- Instructions to follow -
Nothing but the lines from the one containing "Body asks for one point per instance of the flower head" through the one containing "Body asks for one point per instance of the flower as", both included, should be given again, each exactly as written below.

[Dataset entries]
————————

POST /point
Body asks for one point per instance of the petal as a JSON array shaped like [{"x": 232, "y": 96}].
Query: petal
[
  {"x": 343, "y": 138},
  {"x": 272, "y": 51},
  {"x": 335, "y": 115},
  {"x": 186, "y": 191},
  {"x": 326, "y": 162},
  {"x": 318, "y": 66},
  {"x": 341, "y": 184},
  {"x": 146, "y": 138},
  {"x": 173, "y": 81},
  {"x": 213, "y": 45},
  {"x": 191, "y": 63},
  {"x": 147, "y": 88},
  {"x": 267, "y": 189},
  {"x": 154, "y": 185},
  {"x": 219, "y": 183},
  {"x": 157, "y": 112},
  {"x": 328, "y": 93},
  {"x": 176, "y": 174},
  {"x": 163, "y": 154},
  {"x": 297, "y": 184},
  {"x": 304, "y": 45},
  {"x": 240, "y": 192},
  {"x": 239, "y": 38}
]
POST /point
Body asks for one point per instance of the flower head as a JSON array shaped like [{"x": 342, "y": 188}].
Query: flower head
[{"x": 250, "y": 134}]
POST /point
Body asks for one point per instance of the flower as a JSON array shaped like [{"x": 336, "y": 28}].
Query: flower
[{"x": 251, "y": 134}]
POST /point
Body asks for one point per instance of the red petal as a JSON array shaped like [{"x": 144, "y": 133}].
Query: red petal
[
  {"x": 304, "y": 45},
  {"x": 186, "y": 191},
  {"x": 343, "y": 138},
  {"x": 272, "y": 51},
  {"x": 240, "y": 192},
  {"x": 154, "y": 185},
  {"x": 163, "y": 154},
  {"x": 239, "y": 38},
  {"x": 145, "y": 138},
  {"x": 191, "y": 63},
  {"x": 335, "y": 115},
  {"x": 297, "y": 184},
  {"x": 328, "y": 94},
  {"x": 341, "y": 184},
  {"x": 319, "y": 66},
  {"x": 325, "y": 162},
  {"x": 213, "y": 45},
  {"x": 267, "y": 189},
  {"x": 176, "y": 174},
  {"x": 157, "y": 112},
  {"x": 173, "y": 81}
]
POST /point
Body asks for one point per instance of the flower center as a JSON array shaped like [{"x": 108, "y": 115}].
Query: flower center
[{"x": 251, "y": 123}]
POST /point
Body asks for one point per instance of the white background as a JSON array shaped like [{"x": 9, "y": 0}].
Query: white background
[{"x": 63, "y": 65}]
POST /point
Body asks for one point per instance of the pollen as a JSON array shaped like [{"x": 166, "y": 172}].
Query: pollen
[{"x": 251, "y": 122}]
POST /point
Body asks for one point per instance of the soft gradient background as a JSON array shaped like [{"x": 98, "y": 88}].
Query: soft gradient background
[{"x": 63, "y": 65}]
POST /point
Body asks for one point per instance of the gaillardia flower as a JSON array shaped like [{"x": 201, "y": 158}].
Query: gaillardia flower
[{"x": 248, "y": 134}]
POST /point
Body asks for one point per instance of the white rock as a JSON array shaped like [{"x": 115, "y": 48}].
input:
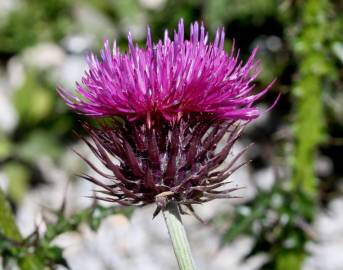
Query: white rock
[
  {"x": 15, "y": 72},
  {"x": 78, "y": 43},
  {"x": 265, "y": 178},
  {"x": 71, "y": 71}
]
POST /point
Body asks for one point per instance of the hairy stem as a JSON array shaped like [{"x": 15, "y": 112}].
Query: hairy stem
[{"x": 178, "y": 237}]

————————

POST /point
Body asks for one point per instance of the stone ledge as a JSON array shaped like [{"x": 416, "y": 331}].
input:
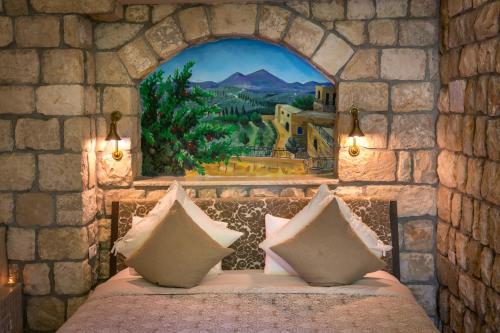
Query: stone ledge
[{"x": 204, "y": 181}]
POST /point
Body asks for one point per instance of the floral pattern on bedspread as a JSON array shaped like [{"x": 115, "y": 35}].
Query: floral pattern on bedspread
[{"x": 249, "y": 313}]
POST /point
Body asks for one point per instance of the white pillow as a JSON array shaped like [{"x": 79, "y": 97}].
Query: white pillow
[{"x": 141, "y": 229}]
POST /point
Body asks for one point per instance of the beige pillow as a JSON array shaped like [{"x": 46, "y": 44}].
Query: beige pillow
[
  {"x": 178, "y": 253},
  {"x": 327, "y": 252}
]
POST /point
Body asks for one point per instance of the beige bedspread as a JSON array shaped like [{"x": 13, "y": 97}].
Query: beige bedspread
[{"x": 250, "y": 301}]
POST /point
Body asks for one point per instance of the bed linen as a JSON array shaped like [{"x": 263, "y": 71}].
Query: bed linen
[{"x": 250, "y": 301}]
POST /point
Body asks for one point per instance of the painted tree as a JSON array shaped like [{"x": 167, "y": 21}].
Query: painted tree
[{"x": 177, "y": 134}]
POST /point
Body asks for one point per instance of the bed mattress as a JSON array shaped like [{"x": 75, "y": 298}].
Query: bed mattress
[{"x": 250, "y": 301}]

————————

- Solution for this exercise -
Body asks for one point per instance of the flower head as a JSON array shaped like [{"x": 342, "y": 188}].
Query: flower head
[{"x": 250, "y": 134}]
POST /point
Body asks for one point per instance of the flower as a JSON array shaped like [{"x": 336, "y": 28}].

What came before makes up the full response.